- ASSIGNMENT
The reply should contain all of the data below, word for word.

== RECORDS TO PROCESS

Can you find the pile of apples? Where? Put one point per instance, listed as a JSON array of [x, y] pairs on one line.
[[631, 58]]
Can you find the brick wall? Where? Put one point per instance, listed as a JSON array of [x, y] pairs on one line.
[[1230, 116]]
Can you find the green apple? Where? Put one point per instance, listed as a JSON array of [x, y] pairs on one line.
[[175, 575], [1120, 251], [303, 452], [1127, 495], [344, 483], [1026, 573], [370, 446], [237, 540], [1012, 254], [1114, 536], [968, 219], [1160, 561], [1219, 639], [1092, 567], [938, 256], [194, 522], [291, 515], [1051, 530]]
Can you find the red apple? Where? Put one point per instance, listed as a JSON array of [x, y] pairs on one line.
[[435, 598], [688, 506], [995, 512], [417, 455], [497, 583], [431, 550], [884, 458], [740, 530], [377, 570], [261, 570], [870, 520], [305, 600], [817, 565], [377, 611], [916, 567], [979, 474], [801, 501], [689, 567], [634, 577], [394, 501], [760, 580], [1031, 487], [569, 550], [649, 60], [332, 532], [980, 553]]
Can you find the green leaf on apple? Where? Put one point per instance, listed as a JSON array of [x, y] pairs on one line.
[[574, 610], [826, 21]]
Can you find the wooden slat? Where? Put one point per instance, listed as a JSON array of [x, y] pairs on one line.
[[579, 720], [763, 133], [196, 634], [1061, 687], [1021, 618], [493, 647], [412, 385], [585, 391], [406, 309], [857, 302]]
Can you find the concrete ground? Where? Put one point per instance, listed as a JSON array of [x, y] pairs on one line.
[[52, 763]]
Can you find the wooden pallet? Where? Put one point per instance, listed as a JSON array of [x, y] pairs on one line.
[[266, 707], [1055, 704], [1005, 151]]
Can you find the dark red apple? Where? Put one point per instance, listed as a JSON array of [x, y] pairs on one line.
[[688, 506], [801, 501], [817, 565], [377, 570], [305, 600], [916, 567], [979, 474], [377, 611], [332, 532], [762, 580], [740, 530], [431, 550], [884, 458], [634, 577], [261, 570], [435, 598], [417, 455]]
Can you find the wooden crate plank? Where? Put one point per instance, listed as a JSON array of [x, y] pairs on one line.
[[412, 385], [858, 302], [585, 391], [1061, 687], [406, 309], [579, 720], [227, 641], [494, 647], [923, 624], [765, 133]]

====

- RESULT BELOW
Can you find the pile of apples? Where? Put one point per instance, listed as a JSON array of [x, y] pairs on one line.
[[631, 58]]
Can you find the brick wall? Where? Put one point per instance, listed as a JSON array of [x, y] pairs on one line.
[[1230, 116]]
Can you find the green apple? Where? Put one point per instance, listed as a JSON array of [x, y] pairs on one line.
[[175, 575], [1120, 251], [303, 452], [1127, 495], [344, 483], [1026, 573], [370, 446], [237, 540], [1012, 254], [1114, 536], [968, 219], [1160, 561], [1219, 639], [1092, 567], [938, 256], [194, 522], [291, 515], [1051, 530]]
Can you find the red apple? Where? Put one point per instance, listed as a JSON array of [x, y] pairs on one line.
[[435, 598], [688, 506], [995, 512], [417, 455], [497, 583], [431, 550], [884, 458], [740, 530], [377, 570], [261, 570], [870, 520], [305, 600], [817, 565], [377, 611], [916, 567], [979, 474], [801, 501], [689, 567], [634, 577], [394, 501], [760, 580], [1031, 487], [569, 550], [649, 60], [332, 532], [980, 553]]
Can you find the green leaf on apple? Where? Put one point per instance, listed as a JSON array of [x, y] pairs on one line.
[[574, 610], [826, 21]]
Can you find the wooden slat? Where? Put one point per instance, listed as a JSON array of [x, y] pairs on one line.
[[579, 720], [763, 133], [196, 634], [1061, 687], [1021, 618], [493, 647], [412, 385], [585, 391], [406, 309], [857, 302]]
Can you find the concrete ground? Where? Put one point per instance, listed as a JSON array of [x, y] pairs on one line.
[[52, 763]]
Can you find the wooden pallet? Where? Put one point per instance, listed as a JSON array of [x, y] pairs on one line.
[[266, 707], [1055, 704], [1005, 151]]
Can you find the dark red apple? Where? Put one point per instance, listed as a JSON array of [x, y] pairs on one line.
[[688, 506], [801, 501], [817, 565], [377, 570], [305, 600], [916, 567], [979, 474], [377, 611], [332, 532], [762, 580], [740, 530], [431, 550], [884, 458], [634, 577], [261, 570], [435, 598], [417, 455]]
Can you find the wooden crate plank? Where? Put one point per instance, listed as a JSON array of [x, y] pairs on one line.
[[412, 385], [858, 302], [585, 391], [1061, 687], [406, 309], [579, 720], [227, 641], [494, 647], [923, 624], [765, 133]]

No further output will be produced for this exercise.